[llvm-dev] Specifying conditional blocks for the back end

Alex Susu via llvm-dev llvm-dev at lists.llvm.org
Sat Mar 11 16:36:38 PST 2017


   Hello.
     I wanted to tell you that I managed to codegen correctly the LLVM VSELECT instruction 
by doing the steps described below.
     Can somebody help me with the problems with the PredicateInstruction() method I 
describe below at point 3? Although I managed to avoid using PredicateInstruction(), I am 
curious why it doesn't work.

     To codegen correctly the LLVM VSELECT instruction (I will be very explicit, so bare 
with me if you have similar issues):
       - 1. I declare in TableGen an instruction WHERE_EQ (I assume without loss of 
generality that VSELECT has a seteq predicate), which will implement the VSELECT in terms 
of my processor's WHERE blocks.
       - 2. in ISelLowering::Lower() I replace the VSELECT with WHERE_EQ. (note that 
before I was generating the entire list of MachineSDNode instructions equivalent to 
VSELECT in ISelLowering::Lower(), but the scheduler and the DCE (Dead Code Elimination)
------------
> WHAT THIS EXERCISE ASKS
A - In the llvm-dev post on codegen for the VSELECT instruction, what instruction does the author declare in TableGen to implement VSELECT?
B - Write the next part of the llvm-dev post on codegen for the VSELECT instruction, picking up right after its final words.

> RECORDS
------------
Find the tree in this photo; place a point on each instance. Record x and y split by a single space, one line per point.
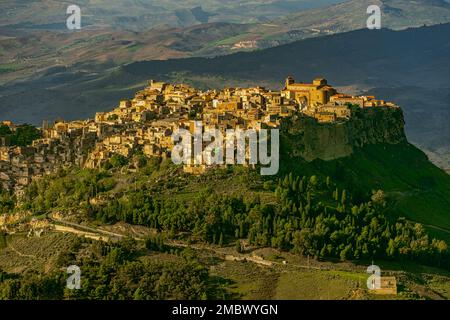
238 246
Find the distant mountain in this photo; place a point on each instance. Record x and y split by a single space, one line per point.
119 32
410 67
140 15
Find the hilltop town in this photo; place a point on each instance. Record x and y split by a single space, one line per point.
146 123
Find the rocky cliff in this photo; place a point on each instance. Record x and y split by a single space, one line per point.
305 137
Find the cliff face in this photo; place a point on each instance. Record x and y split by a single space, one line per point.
306 138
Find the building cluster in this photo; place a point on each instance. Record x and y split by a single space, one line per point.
147 121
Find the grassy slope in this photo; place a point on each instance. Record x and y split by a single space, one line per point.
420 190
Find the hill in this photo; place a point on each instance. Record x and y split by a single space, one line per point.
409 67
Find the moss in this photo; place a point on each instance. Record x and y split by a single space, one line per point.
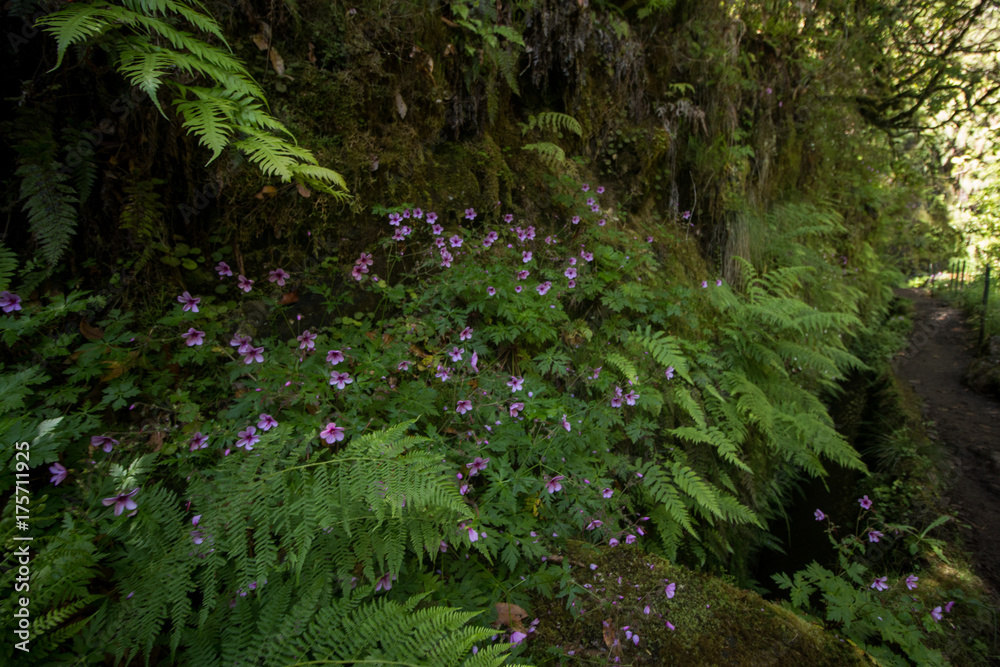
715 623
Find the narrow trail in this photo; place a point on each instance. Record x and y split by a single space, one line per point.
941 348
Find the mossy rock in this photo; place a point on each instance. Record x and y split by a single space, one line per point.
714 623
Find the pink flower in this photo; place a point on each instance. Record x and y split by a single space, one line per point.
198 441
553 484
193 337
384 582
122 501
59 473
332 433
306 340
248 438
279 276
103 442
189 302
254 354
477 465
341 380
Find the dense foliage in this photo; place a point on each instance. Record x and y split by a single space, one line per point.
332 428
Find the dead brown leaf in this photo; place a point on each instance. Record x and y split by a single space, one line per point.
510 615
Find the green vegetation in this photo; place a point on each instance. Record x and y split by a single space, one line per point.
568 350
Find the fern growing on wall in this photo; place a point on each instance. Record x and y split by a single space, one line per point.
228 111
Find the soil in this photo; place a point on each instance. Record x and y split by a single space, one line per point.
967 423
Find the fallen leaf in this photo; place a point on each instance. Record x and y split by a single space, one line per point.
609 633
89 332
510 615
277 62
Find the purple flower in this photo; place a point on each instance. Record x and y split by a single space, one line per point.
307 340
279 276
553 484
189 302
332 433
103 442
248 438
193 337
477 465
341 380
199 441
384 583
122 501
59 473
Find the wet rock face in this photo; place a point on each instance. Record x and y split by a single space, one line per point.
984 373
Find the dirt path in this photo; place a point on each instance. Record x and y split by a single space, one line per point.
968 423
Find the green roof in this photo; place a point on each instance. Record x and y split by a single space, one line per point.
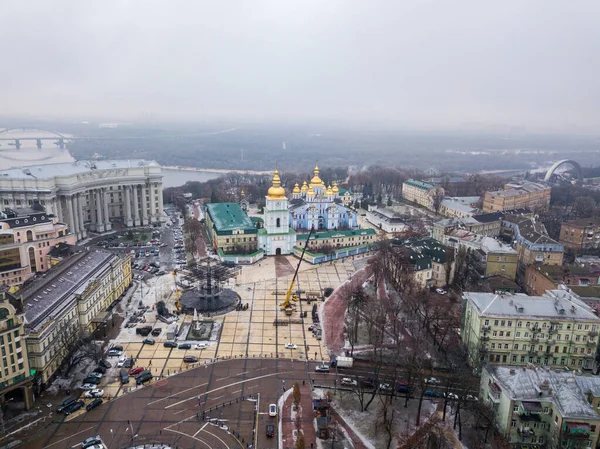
338 234
228 217
420 184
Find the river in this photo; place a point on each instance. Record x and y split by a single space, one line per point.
175 178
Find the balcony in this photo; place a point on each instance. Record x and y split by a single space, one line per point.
577 430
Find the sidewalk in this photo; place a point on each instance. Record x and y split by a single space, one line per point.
307 418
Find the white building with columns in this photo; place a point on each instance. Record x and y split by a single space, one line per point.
87 195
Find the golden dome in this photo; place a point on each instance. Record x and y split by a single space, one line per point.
276 191
316 181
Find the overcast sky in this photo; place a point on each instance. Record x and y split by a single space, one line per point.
423 63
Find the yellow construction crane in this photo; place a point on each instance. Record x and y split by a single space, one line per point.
287 305
178 303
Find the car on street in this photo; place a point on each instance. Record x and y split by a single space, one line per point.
91 441
272 409
135 371
92 405
432 381
91 380
95 393
74 407
349 382
270 431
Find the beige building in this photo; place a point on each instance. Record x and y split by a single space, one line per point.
14 370
527 195
542 407
421 192
87 195
516 329
26 238
73 299
580 235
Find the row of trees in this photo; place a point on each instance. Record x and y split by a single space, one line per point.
411 334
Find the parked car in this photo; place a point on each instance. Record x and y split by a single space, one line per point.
136 371
65 403
91 441
91 380
272 409
92 405
270 430
349 382
95 393
74 407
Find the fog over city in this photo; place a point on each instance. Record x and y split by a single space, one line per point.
416 64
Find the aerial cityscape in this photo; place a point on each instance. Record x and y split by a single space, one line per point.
293 225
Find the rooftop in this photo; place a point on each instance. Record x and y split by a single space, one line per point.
530 229
48 292
337 234
522 306
419 184
74 168
565 389
583 222
229 217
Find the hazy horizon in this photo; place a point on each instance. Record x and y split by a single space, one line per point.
530 65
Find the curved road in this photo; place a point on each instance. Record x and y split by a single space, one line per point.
169 411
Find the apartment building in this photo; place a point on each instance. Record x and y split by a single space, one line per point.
516 329
528 195
540 278
421 192
581 235
73 299
543 408
532 242
490 257
26 237
14 370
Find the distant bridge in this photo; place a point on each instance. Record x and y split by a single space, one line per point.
570 162
60 140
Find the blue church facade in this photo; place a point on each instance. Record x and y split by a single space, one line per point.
321 206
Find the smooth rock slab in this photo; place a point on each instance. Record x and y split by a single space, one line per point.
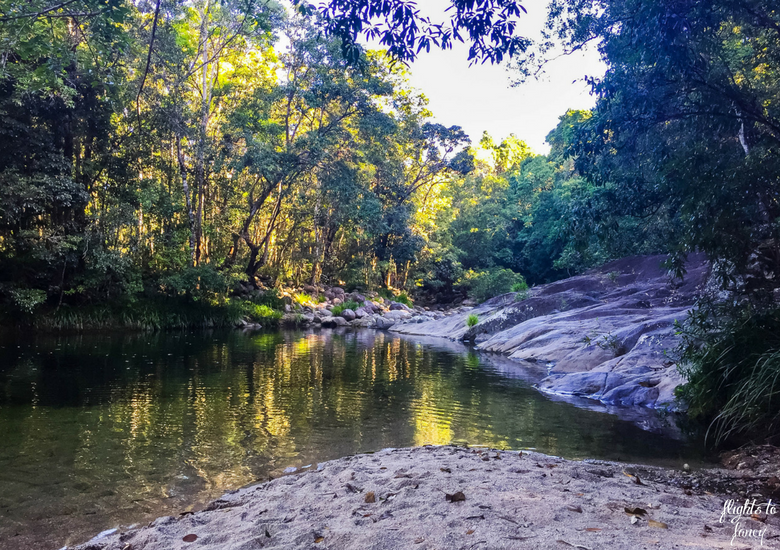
608 334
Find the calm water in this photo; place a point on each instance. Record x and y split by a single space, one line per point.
102 430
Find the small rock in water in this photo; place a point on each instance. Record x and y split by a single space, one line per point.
104 534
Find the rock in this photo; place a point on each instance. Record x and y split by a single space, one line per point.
383 323
602 337
397 315
290 319
333 322
363 322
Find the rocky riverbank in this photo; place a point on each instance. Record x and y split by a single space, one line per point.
452 497
607 335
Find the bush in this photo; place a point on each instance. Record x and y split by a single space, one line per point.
302 299
351 304
263 314
519 287
731 360
404 299
201 283
487 284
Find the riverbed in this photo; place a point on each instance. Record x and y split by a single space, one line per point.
103 430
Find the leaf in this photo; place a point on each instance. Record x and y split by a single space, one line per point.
455 497
657 524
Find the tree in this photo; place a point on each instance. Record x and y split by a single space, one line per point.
397 24
686 130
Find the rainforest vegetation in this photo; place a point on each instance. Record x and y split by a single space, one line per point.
155 154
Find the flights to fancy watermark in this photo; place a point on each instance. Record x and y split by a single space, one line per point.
735 511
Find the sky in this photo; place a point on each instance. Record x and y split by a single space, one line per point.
480 97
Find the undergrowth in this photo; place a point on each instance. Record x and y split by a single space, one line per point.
731 360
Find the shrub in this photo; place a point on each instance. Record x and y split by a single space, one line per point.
260 313
302 299
731 360
519 287
27 299
404 299
487 284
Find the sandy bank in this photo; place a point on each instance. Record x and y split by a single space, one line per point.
398 499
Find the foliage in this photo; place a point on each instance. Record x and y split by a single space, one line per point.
259 313
489 24
349 304
731 359
404 299
487 284
146 315
685 134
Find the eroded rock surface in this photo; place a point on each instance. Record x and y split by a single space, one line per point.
448 497
607 334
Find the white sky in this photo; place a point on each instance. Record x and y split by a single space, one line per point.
480 98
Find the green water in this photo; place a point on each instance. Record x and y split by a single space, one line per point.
104 430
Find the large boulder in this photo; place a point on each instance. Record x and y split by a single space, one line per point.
334 322
607 334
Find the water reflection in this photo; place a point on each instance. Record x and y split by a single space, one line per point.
99 430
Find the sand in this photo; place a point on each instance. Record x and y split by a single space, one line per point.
452 497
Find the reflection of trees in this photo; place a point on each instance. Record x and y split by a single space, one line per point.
144 426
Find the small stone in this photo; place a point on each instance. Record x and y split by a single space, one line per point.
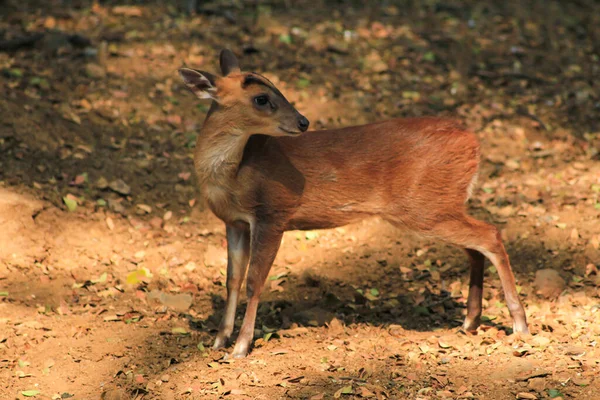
537 384
95 71
527 396
548 283
119 186
102 183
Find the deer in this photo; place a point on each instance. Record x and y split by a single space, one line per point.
262 174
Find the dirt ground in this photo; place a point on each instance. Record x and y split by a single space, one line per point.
112 273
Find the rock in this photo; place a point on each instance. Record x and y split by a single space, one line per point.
116 206
177 302
335 327
313 317
119 186
525 395
95 71
537 384
548 283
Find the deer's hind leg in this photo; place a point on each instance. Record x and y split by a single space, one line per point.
482 239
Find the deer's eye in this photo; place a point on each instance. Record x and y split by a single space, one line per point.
261 100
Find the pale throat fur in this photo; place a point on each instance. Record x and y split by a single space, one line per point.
217 159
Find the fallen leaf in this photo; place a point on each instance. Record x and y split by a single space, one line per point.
525 395
70 202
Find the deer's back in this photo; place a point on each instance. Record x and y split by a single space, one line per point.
402 167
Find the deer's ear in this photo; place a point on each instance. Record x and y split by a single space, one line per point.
201 83
228 62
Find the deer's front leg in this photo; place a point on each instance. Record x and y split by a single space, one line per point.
238 251
265 243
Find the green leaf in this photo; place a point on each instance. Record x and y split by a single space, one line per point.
100 279
311 235
15 73
70 203
278 276
39 82
135 277
429 56
554 393
420 310
302 83
347 389
285 38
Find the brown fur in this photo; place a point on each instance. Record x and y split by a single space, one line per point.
416 173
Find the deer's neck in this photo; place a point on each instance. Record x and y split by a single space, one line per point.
219 151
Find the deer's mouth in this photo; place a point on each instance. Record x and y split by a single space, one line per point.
289 132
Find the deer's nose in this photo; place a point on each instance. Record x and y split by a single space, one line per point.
303 123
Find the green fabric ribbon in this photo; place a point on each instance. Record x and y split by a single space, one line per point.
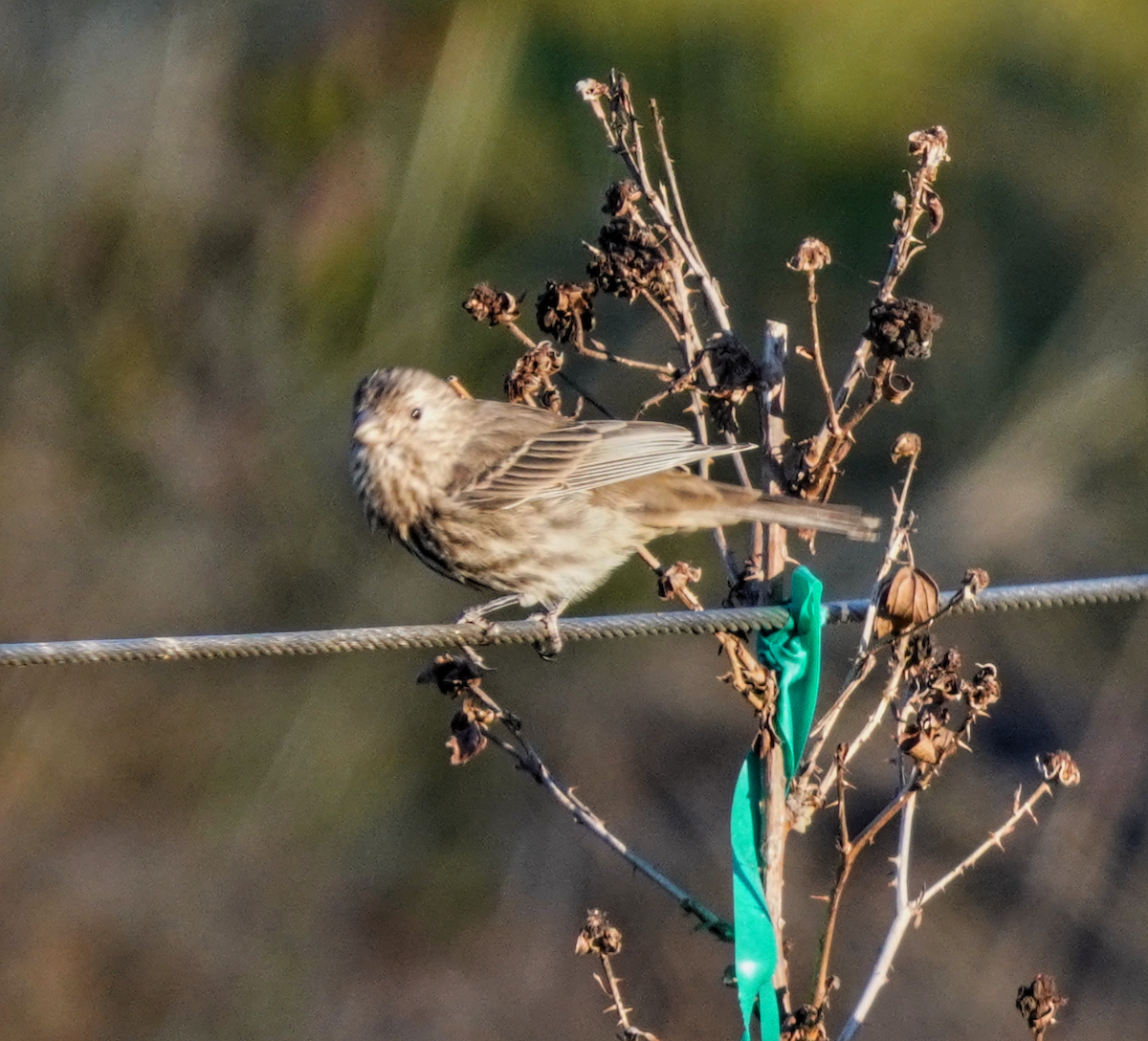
795 653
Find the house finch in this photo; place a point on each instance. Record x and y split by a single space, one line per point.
535 505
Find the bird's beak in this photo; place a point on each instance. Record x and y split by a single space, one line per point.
367 430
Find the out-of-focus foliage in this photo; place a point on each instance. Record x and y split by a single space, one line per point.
217 216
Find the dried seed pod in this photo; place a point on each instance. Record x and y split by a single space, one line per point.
907 599
895 387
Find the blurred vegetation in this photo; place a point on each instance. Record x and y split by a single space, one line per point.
219 214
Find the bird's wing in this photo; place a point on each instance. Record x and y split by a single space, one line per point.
588 454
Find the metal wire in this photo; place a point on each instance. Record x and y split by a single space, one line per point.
1036 596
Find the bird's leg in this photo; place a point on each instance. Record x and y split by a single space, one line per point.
552 644
477 615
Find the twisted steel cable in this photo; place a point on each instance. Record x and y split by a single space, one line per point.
1033 597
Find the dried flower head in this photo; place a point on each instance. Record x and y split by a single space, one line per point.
453 674
531 381
675 579
812 255
1059 766
906 447
565 310
985 690
468 730
901 328
598 936
806 1023
621 197
630 258
491 305
1038 1004
931 147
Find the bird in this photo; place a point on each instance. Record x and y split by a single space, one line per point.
537 506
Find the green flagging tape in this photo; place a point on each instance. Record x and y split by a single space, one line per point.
795 653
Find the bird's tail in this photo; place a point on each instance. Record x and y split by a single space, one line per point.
684 501
792 512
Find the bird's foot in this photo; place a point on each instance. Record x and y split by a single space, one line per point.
550 645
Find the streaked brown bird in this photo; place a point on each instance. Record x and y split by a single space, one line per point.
534 505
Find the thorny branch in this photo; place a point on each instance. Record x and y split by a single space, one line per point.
601 938
1057 769
647 252
472 728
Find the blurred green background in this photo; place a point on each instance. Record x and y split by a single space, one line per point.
217 216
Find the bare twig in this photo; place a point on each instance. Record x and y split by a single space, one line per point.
910 912
850 851
529 761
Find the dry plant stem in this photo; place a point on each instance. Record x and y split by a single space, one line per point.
850 851
908 912
776 832
819 360
776 823
902 249
602 355
864 659
614 992
529 761
888 698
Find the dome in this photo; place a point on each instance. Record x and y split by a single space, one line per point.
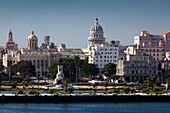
32 36
96 27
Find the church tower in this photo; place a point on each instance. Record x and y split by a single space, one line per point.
10 44
96 35
32 41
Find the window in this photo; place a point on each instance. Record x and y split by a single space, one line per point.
133 72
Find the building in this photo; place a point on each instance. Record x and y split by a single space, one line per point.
96 35
153 45
137 66
10 44
102 54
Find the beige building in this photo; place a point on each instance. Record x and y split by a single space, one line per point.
136 67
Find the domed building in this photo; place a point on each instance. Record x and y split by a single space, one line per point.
32 41
96 35
10 44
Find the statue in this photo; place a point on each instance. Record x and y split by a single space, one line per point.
59 75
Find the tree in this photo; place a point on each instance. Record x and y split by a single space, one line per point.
64 82
109 70
53 70
151 81
73 68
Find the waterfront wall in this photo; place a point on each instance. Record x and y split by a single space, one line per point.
56 99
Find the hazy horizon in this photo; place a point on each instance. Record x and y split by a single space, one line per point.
66 21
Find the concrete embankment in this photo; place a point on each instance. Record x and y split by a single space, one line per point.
56 99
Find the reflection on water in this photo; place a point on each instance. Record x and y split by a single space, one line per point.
159 107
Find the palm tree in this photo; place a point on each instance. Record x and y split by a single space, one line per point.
64 82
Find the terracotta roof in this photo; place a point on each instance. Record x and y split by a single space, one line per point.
165 33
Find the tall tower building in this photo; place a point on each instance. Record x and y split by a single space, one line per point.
47 40
32 41
96 35
10 44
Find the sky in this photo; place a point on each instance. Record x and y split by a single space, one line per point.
69 21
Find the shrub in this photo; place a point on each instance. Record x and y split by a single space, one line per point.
32 92
146 90
51 91
20 92
157 90
126 90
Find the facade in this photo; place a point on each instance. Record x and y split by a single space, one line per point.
96 35
32 41
102 54
153 45
136 67
10 44
98 51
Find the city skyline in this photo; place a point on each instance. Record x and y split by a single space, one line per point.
69 21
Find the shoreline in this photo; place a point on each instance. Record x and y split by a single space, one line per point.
88 98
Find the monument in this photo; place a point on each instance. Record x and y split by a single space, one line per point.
59 76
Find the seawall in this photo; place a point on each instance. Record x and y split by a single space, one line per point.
56 99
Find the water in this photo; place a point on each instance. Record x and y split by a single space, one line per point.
145 107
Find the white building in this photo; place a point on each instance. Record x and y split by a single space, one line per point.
102 54
137 66
96 35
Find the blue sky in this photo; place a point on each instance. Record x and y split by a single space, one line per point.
69 21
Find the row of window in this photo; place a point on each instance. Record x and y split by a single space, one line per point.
108 61
111 49
105 53
154 50
106 57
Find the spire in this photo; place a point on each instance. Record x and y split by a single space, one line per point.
96 21
32 33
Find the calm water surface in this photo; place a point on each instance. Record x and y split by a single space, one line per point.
144 107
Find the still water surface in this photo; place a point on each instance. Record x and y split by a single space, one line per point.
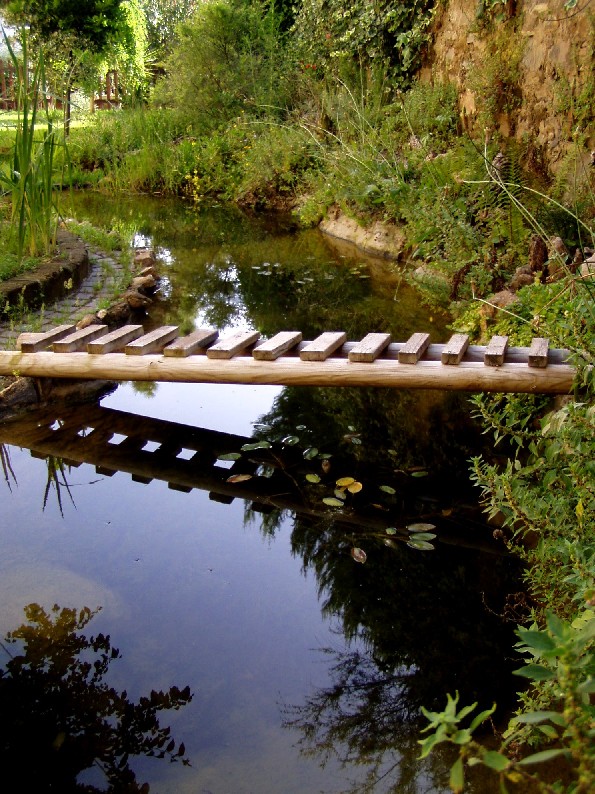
297 655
------------
> ANSWERS TO THE EXERCISE
A - WHERE_EQ

B -
pass were messing up the order of instructions resulting in incorrect semantics). Note 
that I give to WHERE_EQ as inputs the SDNode operands of VSELECT, in order to be able to 
access them later in the PassCreateWhereBlocks pass mentioned below;

       - 3. I registered a pass PassCreateWhereBlocks in addInstSelector() in 
[Target]TargetMachine.cpp, which gets executed immediately after instruction selection 
followed by a first scheduling phase.
         Even if I predicate in PassCreateWhereBlocks the instructions inside the WHERE 
block, the method PredicateInstruction() fails by returning false, which means the method 
did not add a predicated flag to the instructions I wanted to. This results, as I said 
before, in incorrect program optimizations such as useful instructions being removed, 
because the compiler does not understand that code in my WHERE blocks are predicated 
(conditional), so it assumes they are always being executed. As a side not, I see the ARM 
and SystemZ back ends are overriding the PredicateInstruction() method, but their code is 
a bit complex and I did not bother much to understand how they manage to predicate their 
instructions e.g., for ARM Thumb2 "it" instruction - are there some links documenting 
their work?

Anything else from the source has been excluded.